# Action item:
Look through the listing below and report the lines that have the word "trunk" in them.

# Available data:

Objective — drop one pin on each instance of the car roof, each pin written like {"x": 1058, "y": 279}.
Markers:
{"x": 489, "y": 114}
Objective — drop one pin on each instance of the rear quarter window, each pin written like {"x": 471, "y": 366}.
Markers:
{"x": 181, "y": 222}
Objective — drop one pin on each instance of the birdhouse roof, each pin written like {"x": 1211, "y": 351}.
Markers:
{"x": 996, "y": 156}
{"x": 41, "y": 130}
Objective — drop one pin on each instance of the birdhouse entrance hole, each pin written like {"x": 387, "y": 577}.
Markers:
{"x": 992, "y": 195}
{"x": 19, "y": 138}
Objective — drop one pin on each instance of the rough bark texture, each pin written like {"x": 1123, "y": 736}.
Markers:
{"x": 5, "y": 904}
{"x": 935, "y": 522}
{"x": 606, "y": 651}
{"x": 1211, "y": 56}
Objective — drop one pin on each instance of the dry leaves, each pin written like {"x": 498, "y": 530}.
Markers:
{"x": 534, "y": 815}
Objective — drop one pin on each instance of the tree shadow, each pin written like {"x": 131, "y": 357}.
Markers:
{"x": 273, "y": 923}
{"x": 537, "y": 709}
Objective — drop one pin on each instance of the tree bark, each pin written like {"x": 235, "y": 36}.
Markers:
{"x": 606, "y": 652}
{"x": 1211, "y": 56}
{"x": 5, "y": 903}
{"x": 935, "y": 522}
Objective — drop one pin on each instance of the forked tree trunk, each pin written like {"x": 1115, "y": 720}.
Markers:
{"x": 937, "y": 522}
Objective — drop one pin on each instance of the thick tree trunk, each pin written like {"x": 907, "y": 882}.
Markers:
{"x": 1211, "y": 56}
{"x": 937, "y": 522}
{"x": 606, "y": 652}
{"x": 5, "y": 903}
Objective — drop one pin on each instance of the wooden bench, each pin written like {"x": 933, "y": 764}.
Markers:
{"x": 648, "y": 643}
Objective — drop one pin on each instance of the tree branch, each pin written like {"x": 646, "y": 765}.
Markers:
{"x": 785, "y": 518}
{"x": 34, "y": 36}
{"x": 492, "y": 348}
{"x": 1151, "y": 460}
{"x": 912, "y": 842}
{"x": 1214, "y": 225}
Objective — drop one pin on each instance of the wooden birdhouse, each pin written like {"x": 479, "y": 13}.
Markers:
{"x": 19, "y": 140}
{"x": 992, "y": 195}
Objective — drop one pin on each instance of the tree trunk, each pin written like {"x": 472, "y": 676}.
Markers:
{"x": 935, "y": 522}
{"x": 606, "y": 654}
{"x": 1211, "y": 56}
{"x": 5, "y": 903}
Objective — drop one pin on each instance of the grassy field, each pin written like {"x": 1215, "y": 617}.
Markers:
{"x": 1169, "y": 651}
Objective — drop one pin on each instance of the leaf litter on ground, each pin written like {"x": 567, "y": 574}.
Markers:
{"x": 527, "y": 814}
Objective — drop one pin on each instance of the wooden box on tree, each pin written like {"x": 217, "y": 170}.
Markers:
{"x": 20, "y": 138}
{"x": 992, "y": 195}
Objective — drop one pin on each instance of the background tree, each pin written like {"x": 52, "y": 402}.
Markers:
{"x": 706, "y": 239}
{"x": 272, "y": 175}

# Worked solution:
Objective — drop one pin on each instance of the forked tree trunk, each pin written like {"x": 1115, "y": 720}.
Objective — drop one pin on each instance of the thick tree trunk, each pin written like {"x": 907, "y": 882}.
Objective — drop one pin on each instance of the tree trunk, each pin written like {"x": 472, "y": 676}.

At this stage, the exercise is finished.